### Document extract
- - - - -

Pearson’s mother, Leslie, said her son always worked hard at basketball, from the time he shot up a foot in the span of 18 months, between 2001 and 2002, and his uncle, Rodney Pearson, took him to the Law Tournament in Brooklyn. It was why he received a late call-up to the varsity his sophomore season.

He truly dedicated himself, Leslie said, following last season. When he was not working out or traveling with his AAU team, he was down the block from their home in the Redfern section of Far Rockaway, at Inwood Park, from sunrise to sunset.

“He’d go out there with the older men, let them push him around, and that’s what made him tougher,” she said. “That really boosted his courage to do more this year. He wanted to show people he really had that basketball fever in him, and this year he brought it out.”

“Once I set my mind on doing something, I complete [the task],” Pearson said. “I don’t see anything else on the outside. I go straight to it.”

Christ the King assistant coach Artie Cox saw that determination from the time Pearson joined the varsity. This season is when the outlandish numbers came, he said, but it was a steady climb, one that never tailed off.

“The yellow light,” Cox said, “turned green.”

At Cox’s behest, Pearson expanded his game over the summer, adding a 3-point shot and improved ball handling to his already impressive arsenal. He blistered opponents from all over the court, whether it was hitting jumpers, crashing the glass, dropping in soft runners or scoring in the post. Against the area’s top recruits, major Division I prospects, Pearson used his length to score in the paint and athleticism on the perimeter. It is why George Mason, Cox said, is getting a steal.

“His improvements have been exponential,” said talent evaluator Tom Konchalski, publisher of the High School Basketball Insider. “It’s rare a kid improves that much.”

A late bloomer but early signee, Pearson chose Jim Larranaga, the Archbishop Molloy graduate, and the Patriots – the same Patriots who galvanized the nation when they reached the Final Four in 2006 – after his first – and only – visit. At the time, only Atlantic 10 schools such as UMass, Fordham and Rhode Island were interested. By the middle of his senior year, however, he could have ascertained a Big East scholarship. Rutgers Coach Fred Hill, who attended several Christ the King games, once jokingly telling Pearson he wished he had not committed.

“He can play in the Big East, but he can be a terrific player there,” Konchalski said, referring to George Mason.

When Larranaga saw Pearson play, he was immediately taken with his versatility - his ability to score in different ways in addition to his length and large hands - and his exuberant personality on the court. But what really left a lasting impression was what others saw - or in this case, didn’t.

“When I saw him the play the thing I was surprised about was not how good he was, but how people evaluated him differently than we did,” Larranaga said. “We felt all along he was going to be a special player. We liked the whole package.”

Larranaga expects Pearson to be an “impact freshman,” in the Colonial Athletic Conference, to help fill the void left by the graduation of senior forward Will Thomas.

If Pearson improves enough at George Mason, he can play professionally, Konchalski said. Washington Wizards guard Antonio Daniels, who played under Larranaga at Bowling Green made the jump, so why not Pearson. Of course, that is a long way off, a discussion that will not yet begin for quite a while.

When asked why he was not in awe of Durant, the former Texas star, Pearson said he would “hopefully,” be playing alongside him one day. The only star that would make him nervous is Kobe Bryant. “But then I’ll see him a couple more times,” Pearson said, smiling, “and he’s an ordinary guy to me.”

- - - - -

### Work to do
In the article on Pearson, what park near his Far Rockaway home did he play at from sunrise to sunset?

### Data lines
- - - - -

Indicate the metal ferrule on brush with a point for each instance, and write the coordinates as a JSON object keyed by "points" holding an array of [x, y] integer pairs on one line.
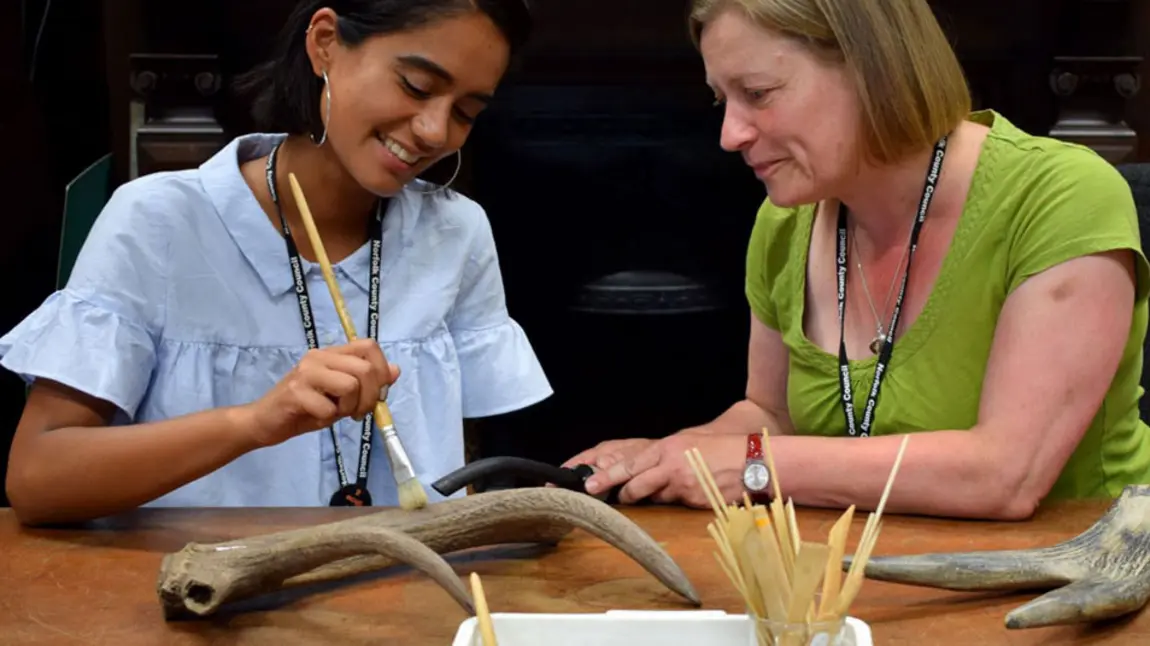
{"points": [[400, 464]]}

- - - - -

### The answer
Inwood Park